**Data for processing**.
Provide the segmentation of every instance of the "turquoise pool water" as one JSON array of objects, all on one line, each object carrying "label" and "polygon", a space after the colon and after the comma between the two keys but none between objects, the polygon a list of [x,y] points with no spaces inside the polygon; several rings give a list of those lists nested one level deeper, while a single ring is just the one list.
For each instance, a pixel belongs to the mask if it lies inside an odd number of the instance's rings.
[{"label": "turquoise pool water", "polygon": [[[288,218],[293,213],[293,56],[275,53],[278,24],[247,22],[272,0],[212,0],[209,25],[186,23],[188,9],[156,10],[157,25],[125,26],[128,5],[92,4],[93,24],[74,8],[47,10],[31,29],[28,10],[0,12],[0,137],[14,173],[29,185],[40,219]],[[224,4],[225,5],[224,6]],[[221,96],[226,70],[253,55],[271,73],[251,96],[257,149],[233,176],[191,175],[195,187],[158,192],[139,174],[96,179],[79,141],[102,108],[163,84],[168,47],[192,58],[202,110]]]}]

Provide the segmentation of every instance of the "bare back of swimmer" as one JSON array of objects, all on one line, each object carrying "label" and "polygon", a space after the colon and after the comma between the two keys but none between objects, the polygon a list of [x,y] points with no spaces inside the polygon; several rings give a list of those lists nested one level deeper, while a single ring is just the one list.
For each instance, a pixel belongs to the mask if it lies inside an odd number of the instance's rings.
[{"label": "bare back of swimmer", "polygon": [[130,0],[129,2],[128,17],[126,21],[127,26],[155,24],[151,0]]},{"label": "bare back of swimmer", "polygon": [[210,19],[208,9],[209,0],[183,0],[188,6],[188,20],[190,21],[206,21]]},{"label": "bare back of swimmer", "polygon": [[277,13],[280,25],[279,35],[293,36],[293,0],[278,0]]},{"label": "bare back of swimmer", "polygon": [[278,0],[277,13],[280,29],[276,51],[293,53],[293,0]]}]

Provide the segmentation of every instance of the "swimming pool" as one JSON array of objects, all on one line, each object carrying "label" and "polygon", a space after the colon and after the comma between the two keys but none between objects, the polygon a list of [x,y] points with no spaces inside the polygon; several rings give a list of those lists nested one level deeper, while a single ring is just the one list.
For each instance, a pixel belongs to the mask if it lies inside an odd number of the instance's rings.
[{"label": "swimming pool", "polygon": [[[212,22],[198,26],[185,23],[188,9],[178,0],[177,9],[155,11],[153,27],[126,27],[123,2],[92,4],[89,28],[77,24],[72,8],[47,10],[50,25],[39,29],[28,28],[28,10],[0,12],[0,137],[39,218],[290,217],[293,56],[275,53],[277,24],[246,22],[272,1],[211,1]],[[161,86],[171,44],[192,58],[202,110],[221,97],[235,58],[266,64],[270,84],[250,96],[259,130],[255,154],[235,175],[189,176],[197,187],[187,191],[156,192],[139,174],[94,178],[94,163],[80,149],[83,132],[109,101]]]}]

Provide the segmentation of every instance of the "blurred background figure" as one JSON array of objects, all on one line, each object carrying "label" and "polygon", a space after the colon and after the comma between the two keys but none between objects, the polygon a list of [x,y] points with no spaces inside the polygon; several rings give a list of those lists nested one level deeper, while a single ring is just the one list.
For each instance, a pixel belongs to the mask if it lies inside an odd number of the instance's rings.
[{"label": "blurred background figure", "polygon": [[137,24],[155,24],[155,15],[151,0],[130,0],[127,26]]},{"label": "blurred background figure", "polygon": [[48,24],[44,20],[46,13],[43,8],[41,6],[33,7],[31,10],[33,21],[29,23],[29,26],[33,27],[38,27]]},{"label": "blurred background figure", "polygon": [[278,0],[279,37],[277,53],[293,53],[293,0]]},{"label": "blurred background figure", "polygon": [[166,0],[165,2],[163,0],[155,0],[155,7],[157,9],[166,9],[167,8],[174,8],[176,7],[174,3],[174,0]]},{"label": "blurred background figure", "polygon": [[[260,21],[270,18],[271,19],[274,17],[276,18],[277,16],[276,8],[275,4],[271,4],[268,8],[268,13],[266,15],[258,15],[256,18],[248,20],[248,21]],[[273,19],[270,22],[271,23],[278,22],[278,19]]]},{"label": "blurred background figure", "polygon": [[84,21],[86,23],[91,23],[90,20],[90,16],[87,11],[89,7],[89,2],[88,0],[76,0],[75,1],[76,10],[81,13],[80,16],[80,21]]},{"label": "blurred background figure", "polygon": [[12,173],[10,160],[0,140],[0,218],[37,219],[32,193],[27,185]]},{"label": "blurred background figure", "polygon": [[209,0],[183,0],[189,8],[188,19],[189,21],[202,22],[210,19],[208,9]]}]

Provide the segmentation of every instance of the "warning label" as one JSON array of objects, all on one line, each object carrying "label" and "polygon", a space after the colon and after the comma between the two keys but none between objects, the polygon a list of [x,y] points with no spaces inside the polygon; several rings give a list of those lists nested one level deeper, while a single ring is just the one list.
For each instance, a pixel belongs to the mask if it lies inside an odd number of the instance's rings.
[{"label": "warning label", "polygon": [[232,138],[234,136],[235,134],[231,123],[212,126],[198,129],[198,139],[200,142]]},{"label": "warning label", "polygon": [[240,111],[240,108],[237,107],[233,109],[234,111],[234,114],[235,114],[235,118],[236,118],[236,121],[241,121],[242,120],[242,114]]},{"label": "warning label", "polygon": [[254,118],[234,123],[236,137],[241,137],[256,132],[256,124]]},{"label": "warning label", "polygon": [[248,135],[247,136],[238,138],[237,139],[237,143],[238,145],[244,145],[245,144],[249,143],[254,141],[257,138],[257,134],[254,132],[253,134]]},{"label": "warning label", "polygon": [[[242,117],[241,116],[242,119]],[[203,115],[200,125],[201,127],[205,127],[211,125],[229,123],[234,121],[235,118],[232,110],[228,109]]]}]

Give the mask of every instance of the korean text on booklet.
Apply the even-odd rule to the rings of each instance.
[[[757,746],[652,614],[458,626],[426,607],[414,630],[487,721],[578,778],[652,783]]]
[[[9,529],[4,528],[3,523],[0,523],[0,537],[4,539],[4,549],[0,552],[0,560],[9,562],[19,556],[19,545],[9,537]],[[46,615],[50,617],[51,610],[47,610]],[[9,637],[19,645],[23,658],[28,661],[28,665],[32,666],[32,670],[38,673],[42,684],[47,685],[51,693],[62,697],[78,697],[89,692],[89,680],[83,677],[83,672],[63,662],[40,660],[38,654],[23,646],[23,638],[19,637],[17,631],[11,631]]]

**Written instruction**.
Pick out each line in the records above that contains the word "rule", and copy those lines.

**Solution to this task**.
Apply the even-odd rule to the rings of each instance.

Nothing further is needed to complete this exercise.